=== EXTRACTED TEXT ===

◇ ◇ ◇ ◇

Proficiency-Based Learning at Winooski
CompetencyWorks Blog
Throughout my time at Winooski Middle-High School (WMHS), I heard student stories of memorable learning experiences.
“My favorite capstone that I’ve done is my French capstone. I was actually able to teach a couple middle school classes in French and have them recorded. And I was able to show at my capstone the videos of me teaching French to younger students. My advisor on the project said, ‘the best way to show that you know something is to teach it to others.’ So that was a really strong piece of my capstone.” – Alexis
“For one of my year-end projects, for one of the capstone projects, I worked with the city to redo the tree ordinance, which is how the city manages the trees that we control. And right now, actually for the culture and community capstone, I’m working with the city again to set up an event between small businesses and youth in the city.” – Leo
“I did a sewing project. I did not know anything about sewing, but in that class, I had a teacher that taught me about sewing. I watched videos. Then when I went home, I started sewing, and that became a hobby to me.” – Noblette
The range of projects spanned traditional academics (the history of Mormonism, the role of feminism in World War II), to community-based (composting at the school), to a mix of it all (writing short stories based on the history of different types of cake and then baking the cakes!). The system to enable opportunities for student-directed learning has evolved for more than a decade, and continues to develop. There have been pivots and big lessons learned along the way, but Winooski’s approach to competency-based education (which they refer to as proficiency-based learning) is robust.

As we described in our opening post for this series, there are seven key elements that define competency-based education. These are:
- Essential competencies
- Equitable culture, structure, & pedagogy
- Student agency
- Meaningful assessment
- Responsive pacing
- Personalized pathways
- Timely differentiated support
This post explores the ways in which WMHS enacts these elements in their learning system.
Essential Competencies
Rigorous, common expectations for learning (knowledge, skills, and dispositions) are explicit, transparent, measurable, and transferable. (Aurora Institute)

◇ ◇ ◇ ◇

=== DATA PROVIDED ===
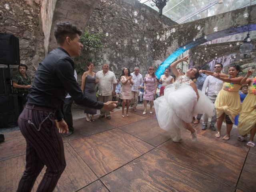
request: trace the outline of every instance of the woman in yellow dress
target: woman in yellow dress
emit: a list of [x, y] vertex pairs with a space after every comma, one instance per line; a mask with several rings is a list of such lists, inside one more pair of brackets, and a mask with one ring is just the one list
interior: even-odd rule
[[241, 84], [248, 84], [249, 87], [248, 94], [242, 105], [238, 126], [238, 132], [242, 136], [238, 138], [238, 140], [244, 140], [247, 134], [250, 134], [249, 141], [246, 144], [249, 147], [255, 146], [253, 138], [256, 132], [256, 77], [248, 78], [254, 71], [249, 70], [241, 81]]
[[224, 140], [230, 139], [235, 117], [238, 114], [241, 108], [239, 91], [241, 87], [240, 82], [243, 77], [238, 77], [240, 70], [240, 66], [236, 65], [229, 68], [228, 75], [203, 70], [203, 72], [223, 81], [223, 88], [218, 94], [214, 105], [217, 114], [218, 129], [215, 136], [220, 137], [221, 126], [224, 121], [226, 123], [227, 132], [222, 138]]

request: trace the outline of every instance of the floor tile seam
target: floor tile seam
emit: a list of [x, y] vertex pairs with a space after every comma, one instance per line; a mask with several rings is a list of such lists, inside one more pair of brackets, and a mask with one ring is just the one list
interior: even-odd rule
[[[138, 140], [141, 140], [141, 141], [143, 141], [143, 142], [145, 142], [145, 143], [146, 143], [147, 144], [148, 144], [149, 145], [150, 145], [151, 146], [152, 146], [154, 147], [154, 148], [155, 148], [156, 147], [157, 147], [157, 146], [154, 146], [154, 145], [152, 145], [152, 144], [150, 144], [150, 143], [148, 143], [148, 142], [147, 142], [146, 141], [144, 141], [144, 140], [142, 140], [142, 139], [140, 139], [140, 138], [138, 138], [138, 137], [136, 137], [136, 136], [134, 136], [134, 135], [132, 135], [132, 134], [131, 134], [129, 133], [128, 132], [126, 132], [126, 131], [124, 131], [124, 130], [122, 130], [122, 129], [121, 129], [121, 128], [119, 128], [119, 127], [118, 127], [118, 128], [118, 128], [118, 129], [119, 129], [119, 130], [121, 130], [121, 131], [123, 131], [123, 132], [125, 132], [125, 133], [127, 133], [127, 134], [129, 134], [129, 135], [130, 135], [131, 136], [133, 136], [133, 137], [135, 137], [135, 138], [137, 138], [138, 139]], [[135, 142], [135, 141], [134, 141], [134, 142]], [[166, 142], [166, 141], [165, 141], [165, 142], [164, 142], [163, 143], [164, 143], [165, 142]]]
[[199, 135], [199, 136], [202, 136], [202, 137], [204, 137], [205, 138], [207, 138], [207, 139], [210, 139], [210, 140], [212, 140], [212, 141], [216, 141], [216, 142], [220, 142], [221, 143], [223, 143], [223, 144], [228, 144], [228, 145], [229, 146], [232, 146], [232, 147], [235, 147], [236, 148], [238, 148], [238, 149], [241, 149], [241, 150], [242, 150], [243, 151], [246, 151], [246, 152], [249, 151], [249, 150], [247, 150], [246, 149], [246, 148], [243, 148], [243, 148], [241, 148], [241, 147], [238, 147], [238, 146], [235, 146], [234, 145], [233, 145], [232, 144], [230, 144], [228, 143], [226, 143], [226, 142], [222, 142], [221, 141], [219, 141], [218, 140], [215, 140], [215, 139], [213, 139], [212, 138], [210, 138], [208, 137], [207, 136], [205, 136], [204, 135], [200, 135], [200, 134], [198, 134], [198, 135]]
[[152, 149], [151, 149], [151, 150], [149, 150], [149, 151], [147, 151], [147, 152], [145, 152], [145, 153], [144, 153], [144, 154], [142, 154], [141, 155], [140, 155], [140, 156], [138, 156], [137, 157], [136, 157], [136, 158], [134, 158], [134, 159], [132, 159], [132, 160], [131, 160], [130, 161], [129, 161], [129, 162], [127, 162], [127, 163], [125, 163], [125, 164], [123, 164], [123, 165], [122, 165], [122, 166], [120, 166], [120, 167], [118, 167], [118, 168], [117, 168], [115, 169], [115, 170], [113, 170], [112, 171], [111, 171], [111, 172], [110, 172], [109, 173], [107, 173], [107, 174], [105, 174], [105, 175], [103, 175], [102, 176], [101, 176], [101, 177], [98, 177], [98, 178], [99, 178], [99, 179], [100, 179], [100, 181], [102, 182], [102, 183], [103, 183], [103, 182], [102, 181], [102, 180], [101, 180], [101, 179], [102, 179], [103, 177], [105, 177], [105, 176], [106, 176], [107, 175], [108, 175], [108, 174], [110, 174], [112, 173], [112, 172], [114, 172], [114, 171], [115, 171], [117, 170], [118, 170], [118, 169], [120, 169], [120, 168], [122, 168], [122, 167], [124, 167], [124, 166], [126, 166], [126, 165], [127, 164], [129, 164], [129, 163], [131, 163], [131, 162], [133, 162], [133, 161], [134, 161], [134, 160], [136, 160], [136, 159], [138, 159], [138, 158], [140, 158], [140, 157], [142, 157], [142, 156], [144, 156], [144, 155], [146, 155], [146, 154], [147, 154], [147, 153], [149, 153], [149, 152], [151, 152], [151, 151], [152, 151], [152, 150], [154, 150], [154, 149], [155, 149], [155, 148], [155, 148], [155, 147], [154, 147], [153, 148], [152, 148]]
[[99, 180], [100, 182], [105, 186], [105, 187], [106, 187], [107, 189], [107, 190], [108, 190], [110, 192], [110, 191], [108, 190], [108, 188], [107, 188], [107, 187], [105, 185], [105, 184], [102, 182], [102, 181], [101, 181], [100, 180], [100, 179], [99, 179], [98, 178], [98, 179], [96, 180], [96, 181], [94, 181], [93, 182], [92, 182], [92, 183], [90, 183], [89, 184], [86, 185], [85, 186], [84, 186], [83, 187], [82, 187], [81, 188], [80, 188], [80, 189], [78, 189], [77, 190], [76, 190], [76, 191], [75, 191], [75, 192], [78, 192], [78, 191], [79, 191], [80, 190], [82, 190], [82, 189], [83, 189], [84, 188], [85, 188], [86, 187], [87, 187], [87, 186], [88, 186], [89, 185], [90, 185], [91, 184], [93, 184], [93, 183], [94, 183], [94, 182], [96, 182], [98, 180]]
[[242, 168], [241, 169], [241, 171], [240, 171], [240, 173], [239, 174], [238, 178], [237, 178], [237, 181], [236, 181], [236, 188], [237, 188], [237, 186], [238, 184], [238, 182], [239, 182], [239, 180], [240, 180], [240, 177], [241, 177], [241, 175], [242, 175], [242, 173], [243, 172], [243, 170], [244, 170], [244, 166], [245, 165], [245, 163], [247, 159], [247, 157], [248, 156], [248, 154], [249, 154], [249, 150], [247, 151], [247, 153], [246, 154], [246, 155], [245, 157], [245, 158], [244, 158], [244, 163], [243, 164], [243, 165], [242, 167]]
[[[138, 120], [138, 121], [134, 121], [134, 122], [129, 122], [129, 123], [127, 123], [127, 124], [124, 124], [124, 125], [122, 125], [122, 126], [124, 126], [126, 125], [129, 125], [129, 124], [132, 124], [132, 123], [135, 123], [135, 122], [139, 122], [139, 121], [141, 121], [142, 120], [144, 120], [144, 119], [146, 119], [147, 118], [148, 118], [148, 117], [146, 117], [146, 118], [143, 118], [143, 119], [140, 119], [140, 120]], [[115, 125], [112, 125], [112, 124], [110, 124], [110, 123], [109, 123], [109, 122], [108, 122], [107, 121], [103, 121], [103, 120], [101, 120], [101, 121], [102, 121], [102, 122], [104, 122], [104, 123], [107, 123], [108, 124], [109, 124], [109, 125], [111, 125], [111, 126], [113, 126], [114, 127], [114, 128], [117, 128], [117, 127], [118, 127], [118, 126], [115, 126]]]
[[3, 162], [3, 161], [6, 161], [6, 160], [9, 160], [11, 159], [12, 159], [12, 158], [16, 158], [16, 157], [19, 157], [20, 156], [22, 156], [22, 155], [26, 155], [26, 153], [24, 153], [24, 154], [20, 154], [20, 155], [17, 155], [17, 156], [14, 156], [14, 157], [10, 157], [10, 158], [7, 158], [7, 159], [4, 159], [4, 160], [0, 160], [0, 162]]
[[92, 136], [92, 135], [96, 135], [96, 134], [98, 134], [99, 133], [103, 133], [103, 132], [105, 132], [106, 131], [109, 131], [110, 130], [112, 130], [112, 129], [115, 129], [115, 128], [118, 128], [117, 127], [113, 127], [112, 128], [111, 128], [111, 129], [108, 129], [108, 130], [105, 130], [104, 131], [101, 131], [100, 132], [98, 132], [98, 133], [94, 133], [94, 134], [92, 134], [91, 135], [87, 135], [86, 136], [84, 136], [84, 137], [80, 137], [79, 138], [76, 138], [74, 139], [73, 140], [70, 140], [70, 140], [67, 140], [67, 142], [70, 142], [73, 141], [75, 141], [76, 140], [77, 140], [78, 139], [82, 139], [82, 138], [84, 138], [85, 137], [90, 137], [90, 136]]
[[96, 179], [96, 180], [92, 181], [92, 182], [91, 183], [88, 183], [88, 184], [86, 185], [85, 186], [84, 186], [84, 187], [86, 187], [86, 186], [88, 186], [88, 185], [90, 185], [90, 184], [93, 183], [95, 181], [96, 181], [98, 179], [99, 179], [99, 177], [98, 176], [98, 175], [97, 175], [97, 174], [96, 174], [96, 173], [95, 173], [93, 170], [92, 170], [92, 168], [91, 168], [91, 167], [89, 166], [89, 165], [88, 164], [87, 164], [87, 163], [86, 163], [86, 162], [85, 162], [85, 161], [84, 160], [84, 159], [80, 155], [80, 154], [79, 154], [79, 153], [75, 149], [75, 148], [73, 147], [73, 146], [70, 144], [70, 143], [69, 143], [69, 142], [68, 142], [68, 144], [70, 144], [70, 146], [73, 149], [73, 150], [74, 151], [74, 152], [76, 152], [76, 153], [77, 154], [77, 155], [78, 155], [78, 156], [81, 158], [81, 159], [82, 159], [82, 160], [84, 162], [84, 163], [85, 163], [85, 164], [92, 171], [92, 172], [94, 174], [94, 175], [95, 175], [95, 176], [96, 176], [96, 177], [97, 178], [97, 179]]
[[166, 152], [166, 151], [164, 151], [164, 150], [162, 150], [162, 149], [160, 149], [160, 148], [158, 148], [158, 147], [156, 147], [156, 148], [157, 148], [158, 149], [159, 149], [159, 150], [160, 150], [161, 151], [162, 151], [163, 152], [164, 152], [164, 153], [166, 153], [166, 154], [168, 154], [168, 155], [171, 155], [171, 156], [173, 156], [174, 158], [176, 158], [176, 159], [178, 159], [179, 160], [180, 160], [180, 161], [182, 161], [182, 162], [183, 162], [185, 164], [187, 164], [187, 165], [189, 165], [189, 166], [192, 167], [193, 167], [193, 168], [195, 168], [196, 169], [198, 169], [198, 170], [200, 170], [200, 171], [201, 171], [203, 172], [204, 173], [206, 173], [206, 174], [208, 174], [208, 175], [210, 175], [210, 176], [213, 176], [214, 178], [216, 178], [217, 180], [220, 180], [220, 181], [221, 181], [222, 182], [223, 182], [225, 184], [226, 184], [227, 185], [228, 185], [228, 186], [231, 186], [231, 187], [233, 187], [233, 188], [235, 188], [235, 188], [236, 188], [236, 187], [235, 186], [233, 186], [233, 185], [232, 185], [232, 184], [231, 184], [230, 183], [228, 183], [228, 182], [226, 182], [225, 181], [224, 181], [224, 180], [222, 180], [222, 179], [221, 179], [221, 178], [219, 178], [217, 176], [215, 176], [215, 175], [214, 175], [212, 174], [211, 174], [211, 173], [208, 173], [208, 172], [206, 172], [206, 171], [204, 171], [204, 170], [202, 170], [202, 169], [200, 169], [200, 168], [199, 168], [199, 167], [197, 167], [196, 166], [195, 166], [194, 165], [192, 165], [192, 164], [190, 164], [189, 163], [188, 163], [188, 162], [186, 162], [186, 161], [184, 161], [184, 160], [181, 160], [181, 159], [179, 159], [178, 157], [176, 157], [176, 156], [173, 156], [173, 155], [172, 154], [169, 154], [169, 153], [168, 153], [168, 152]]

◇ ◇ ◇ ◇

=== WHAT YOU WILL DO ===
A - In the Winooski blog post, what does the school call its approach to competency-based education?
B - Please print the part of the Winooski blog post starting with "Proficiency-Based Learning at" and going on through "memorable learning experiences.".
The entries have no connection to the Winooski blog post.

=== FINAL ANSWERS ===
A - Proficiency-based learning.

B -
Proficiency-Based Learning at Winooski
CompetencyWorks Blog
Throughout my time at Winooski Middle-High School (WMHS), I heard student stories of memorable learning experiences.